▸ **WORK ORDER**
Please output the lines shown below exactly as they appear.

%%

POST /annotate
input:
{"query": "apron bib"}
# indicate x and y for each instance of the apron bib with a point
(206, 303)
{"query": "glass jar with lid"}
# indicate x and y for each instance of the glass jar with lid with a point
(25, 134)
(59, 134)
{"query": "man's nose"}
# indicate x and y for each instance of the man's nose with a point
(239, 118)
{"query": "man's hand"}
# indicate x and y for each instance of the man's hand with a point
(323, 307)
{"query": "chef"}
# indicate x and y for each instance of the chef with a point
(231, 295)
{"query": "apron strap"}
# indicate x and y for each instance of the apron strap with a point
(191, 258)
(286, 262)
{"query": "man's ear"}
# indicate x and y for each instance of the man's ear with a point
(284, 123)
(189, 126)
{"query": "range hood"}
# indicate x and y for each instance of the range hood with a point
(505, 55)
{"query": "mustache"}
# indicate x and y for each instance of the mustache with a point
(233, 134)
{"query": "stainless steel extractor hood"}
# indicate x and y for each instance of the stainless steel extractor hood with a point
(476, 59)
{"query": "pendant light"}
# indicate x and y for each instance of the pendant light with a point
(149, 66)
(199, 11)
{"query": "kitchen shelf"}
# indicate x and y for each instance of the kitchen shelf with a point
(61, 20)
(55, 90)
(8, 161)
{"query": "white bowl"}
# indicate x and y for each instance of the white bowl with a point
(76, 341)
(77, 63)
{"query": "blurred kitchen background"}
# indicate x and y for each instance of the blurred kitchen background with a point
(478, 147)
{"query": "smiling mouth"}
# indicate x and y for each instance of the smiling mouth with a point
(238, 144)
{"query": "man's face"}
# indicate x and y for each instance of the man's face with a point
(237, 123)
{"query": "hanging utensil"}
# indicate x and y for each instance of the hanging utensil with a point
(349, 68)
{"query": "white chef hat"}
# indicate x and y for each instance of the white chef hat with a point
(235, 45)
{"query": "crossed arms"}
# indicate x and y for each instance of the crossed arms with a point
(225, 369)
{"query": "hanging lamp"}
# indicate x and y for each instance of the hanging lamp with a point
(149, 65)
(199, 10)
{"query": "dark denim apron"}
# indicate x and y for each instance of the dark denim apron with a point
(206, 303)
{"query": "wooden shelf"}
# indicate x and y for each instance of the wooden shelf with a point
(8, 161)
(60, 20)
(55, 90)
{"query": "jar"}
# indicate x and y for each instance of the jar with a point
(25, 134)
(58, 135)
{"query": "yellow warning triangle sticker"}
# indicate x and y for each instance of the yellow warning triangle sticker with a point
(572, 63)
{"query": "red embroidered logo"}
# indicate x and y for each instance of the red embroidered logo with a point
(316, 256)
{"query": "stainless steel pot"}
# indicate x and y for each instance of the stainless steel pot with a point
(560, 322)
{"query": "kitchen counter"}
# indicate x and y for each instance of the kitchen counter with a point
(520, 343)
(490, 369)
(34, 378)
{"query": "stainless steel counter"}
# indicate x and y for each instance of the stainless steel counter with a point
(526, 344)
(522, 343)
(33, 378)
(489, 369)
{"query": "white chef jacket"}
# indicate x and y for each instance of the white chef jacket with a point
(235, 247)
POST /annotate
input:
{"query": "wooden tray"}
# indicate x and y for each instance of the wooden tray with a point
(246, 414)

%%

▸ **WRITTEN ANSWER**
POST /annotate
input:
{"query": "apron bib"}
# indicate x and y for each instance of the apron bib with a point
(206, 303)
{"query": "glass jar with lid"}
# indicate x and y for each instance of the glass jar with lid with a point
(25, 134)
(59, 134)
{"query": "man's nose"}
# indicate x and y for each instance of the man's nose with a point
(239, 118)
{"query": "man's hand"}
# indicate x and y for each instance of the man's hand with a point
(323, 307)
{"query": "chef"}
# indicate x and y for each instance of the chef with a point
(231, 295)
{"query": "apron strap"}
# indicate x and y for each instance of the apron strap with a point
(191, 258)
(286, 262)
{"query": "man's ear"}
# indicate x and y for each instance of the man's ear with a point
(284, 123)
(189, 126)
{"query": "range hood"}
# indicate x and y for each instance of the range hood with a point
(505, 55)
{"query": "mustache"}
# indicate x and y for each instance of the mustache with a point
(233, 134)
{"query": "stainless steel extractor hood"}
# indicate x and y for each instance of the stainless steel extractor hood with a point
(476, 59)
{"query": "pendant light"}
# indicate x and y for each instance of the pendant light with a point
(149, 66)
(199, 11)
{"query": "kitchen shelf"}
# indicate x and y for each instance of the kitchen shelf with a point
(61, 20)
(55, 90)
(8, 161)
{"query": "white bowl"}
# indicate x and y for each instance of the white bowl with a point
(76, 341)
(77, 63)
{"query": "blurred kitchen background"}
# indicate x and y for each instance of the blurred kitchen background with a point
(478, 147)
{"query": "smiling mouth"}
# indicate x and y for each instance of the smiling mouth with a point
(238, 144)
{"query": "man's face"}
# indicate x and y for each instance of the man's face with a point
(237, 123)
{"query": "hanging utensil"}
# indicate x and y for each instance of the hanging utensil with a point
(349, 68)
{"query": "white chef hat"}
# indicate x and y for each instance of the white chef hat with a point
(235, 45)
{"query": "crossed arms"}
# indicate x and y for each instance of the crossed arms with a point
(225, 369)
{"query": "hanging lamp"}
# indicate x and y for each instance of the hanging lamp with a point
(149, 65)
(199, 10)
{"query": "dark denim apron"}
# indicate x and y for each instance of the dark denim apron with a point
(206, 303)
{"query": "wooden shelf"}
# indicate x and y for each instance of the wooden shelf with a point
(8, 161)
(60, 20)
(55, 90)
{"query": "jar"}
# indicate x and y for each instance of the jar with a point
(25, 134)
(58, 135)
{"query": "yellow warning triangle sticker"}
# indicate x and y for each instance of the yellow warning triangle sticker with a point
(572, 63)
{"query": "red embroidered logo"}
# indicate x and y for each instance of the red embroidered logo with a point
(316, 256)
{"query": "stainless steel pot"}
# indicate x and y for each instance of the stainless steel pot with a point
(560, 322)
{"query": "kitchen counter"}
# indicate x and y for each instance of the kitchen counter with a point
(520, 343)
(490, 369)
(34, 378)
{"query": "stainless steel counter"}
# indicate x and y for each instance of the stainless steel counter with a point
(526, 344)
(522, 343)
(33, 378)
(489, 369)
{"query": "white chef jacket"}
# indicate x and y for each instance of the white chef jacket with a point
(235, 247)
POST /annotate
input:
{"query": "wooden tray"}
# indicate x and y for each instance of the wooden tray with a point
(246, 414)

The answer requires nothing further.